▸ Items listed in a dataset
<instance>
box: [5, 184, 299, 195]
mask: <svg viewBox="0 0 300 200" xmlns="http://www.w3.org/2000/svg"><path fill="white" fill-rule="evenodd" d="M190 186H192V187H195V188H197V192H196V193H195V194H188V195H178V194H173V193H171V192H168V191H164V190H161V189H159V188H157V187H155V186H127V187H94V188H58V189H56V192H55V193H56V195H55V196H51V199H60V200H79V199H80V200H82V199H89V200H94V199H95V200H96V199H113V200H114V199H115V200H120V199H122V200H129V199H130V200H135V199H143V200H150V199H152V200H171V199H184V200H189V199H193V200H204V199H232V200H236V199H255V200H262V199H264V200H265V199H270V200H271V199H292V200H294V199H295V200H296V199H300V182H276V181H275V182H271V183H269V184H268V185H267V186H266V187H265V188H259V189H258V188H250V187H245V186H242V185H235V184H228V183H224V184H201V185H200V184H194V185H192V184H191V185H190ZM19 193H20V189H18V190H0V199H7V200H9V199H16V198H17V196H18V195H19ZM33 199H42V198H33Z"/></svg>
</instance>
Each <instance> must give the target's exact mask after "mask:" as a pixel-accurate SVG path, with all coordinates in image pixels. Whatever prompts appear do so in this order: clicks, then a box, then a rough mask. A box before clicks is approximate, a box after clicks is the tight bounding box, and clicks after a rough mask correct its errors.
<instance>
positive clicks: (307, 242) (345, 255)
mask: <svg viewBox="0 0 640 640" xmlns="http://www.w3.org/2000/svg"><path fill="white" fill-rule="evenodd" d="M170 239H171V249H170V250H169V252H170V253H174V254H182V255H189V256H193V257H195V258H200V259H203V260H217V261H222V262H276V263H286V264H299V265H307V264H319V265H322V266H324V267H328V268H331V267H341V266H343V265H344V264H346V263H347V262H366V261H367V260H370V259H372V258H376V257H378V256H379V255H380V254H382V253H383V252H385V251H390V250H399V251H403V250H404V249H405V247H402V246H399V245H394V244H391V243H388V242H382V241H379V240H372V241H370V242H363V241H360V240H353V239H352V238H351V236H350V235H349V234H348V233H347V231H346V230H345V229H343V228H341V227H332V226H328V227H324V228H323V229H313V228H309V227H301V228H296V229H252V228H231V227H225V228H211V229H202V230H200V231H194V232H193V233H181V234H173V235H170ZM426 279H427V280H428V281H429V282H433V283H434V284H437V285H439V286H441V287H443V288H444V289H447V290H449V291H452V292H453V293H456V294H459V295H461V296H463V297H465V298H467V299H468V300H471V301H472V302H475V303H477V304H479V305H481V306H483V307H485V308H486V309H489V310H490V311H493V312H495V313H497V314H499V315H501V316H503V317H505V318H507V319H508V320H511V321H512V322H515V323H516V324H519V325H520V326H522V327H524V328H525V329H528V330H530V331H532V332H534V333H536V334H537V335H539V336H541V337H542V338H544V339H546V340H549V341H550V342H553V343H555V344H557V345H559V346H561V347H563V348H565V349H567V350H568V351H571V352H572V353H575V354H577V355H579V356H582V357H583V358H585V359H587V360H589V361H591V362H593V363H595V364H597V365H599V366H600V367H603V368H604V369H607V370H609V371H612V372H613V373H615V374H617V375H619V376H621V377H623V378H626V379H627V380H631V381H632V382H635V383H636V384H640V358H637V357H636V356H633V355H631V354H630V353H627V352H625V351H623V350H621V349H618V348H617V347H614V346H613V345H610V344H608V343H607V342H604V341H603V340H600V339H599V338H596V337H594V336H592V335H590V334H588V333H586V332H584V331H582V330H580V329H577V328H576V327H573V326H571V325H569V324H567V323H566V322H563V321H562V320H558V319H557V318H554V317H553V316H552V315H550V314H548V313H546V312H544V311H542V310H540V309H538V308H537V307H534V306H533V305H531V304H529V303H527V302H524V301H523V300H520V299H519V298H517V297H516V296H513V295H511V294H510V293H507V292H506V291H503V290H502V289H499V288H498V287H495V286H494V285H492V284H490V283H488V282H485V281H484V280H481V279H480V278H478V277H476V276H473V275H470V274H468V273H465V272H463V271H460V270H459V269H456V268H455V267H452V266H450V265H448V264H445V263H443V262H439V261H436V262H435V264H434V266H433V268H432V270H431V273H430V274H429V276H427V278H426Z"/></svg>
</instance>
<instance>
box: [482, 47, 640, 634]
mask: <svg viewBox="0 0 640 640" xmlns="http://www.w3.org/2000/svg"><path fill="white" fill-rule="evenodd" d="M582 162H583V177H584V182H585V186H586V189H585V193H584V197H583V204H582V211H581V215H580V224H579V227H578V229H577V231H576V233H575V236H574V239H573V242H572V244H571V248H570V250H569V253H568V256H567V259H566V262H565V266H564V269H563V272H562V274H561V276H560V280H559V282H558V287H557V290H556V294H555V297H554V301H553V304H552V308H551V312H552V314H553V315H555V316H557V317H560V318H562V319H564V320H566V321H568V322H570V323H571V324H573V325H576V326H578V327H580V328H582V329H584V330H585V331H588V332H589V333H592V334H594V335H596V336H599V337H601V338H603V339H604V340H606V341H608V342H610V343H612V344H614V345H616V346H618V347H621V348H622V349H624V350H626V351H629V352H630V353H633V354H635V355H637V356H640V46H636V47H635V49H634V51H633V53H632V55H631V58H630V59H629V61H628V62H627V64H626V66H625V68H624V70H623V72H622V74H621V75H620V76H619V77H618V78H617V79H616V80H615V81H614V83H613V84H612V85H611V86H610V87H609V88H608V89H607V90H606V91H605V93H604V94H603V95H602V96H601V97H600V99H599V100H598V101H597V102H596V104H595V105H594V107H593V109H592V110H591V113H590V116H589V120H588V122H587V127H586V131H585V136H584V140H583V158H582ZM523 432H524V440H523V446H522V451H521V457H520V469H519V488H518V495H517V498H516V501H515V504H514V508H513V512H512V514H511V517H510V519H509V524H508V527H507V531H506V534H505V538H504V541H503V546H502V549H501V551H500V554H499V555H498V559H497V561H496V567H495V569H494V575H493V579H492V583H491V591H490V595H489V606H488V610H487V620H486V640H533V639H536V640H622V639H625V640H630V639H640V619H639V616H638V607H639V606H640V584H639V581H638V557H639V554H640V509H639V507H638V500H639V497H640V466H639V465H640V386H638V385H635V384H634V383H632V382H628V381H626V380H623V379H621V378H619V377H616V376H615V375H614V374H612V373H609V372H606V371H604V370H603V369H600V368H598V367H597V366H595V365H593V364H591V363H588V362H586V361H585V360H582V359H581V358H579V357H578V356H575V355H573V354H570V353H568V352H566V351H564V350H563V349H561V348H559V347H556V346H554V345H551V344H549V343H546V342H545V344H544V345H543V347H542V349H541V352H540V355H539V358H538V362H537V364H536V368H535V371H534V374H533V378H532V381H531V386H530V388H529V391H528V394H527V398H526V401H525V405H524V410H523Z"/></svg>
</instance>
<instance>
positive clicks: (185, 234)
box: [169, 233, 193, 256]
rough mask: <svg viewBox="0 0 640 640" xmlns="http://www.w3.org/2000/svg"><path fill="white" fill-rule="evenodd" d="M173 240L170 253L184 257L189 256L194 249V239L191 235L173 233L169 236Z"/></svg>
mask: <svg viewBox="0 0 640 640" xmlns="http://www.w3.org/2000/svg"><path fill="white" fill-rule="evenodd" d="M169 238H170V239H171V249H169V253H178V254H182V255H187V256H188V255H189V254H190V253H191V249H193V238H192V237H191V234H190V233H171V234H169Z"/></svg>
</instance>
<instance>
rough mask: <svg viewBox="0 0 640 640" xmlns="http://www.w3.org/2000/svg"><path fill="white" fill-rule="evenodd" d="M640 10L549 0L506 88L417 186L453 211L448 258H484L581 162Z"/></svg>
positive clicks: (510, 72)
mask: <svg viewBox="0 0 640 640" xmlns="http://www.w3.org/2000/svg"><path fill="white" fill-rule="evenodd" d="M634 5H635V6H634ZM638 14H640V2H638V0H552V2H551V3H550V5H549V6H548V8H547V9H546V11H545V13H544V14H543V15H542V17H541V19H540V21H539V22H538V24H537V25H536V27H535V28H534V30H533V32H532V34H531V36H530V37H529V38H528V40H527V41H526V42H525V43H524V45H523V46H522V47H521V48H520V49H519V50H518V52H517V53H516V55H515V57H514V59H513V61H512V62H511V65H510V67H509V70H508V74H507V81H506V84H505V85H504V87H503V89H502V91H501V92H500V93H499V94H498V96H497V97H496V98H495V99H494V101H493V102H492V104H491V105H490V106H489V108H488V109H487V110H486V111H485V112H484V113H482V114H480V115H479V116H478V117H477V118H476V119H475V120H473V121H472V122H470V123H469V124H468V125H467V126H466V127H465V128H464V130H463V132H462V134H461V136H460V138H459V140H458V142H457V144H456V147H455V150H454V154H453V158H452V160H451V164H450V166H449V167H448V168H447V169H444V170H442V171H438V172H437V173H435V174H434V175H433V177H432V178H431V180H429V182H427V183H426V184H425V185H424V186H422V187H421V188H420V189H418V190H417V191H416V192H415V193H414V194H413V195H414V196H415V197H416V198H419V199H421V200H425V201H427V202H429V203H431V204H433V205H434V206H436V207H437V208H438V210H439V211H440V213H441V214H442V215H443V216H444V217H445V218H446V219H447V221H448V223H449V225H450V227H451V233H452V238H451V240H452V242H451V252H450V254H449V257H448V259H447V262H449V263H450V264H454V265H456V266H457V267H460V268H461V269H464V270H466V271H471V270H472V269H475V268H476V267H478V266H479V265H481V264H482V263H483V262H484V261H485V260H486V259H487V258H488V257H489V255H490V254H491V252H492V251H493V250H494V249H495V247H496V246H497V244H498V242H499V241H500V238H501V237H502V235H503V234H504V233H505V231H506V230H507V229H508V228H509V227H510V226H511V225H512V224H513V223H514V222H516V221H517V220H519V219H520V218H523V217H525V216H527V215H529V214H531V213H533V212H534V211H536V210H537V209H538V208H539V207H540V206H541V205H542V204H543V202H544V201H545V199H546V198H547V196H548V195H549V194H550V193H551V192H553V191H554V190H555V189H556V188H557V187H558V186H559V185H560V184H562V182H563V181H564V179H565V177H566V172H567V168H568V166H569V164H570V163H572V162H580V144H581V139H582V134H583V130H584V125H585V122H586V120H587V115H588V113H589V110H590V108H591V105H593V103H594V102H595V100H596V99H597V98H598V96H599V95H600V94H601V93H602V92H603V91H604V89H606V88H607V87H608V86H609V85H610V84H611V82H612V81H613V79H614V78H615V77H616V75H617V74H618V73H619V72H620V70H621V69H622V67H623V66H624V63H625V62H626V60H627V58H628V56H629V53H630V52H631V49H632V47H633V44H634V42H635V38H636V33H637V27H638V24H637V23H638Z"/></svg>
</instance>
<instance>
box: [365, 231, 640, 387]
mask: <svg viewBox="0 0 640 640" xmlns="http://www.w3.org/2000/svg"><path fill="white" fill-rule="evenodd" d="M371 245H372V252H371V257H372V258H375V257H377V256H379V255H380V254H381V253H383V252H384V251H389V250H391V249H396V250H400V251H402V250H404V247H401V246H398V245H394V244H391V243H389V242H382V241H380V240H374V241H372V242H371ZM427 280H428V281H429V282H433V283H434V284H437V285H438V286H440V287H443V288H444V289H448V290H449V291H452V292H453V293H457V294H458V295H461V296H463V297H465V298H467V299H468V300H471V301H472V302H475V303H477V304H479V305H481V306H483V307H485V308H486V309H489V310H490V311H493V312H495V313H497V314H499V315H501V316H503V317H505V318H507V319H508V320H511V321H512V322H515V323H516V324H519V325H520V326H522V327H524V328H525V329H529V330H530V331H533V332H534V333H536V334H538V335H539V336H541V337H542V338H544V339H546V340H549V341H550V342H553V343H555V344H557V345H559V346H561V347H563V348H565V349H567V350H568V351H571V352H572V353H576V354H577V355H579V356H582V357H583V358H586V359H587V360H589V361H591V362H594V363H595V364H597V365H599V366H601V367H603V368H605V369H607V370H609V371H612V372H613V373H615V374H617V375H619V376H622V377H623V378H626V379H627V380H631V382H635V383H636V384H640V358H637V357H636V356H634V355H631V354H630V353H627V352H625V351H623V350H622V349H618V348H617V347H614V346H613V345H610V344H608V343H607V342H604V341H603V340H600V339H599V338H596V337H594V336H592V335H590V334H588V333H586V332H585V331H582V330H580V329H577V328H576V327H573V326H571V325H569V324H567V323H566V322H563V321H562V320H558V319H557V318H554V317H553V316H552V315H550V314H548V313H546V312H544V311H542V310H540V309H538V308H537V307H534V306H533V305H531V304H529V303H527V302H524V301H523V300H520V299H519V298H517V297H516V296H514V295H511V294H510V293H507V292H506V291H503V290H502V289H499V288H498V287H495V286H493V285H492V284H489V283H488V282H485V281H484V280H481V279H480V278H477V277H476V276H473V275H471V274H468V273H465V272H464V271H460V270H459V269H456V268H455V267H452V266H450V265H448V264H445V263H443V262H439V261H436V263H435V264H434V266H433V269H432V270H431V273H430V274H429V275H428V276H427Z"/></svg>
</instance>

▸ Exercise instructions
Above are the records. Copy the lines beginning at the one that has "240L170 253L184 257L189" and ending with the one that has "10L549 0L506 88L417", unchanged.

▸ Exercise solution
rough mask: <svg viewBox="0 0 640 640" xmlns="http://www.w3.org/2000/svg"><path fill="white" fill-rule="evenodd" d="M173 240L170 253L184 257L189 256L194 249V239L191 235L173 233L169 236Z"/></svg>
mask: <svg viewBox="0 0 640 640" xmlns="http://www.w3.org/2000/svg"><path fill="white" fill-rule="evenodd" d="M169 238H170V239H171V249H169V253H178V254H182V255H187V256H188V255H189V254H190V253H191V249H193V238H192V237H191V234H190V233H171V234H169Z"/></svg>
</instance>
<instance>
rough mask: <svg viewBox="0 0 640 640" xmlns="http://www.w3.org/2000/svg"><path fill="white" fill-rule="evenodd" d="M640 10L549 0L506 88L417 186L453 211L448 258H484L581 162Z"/></svg>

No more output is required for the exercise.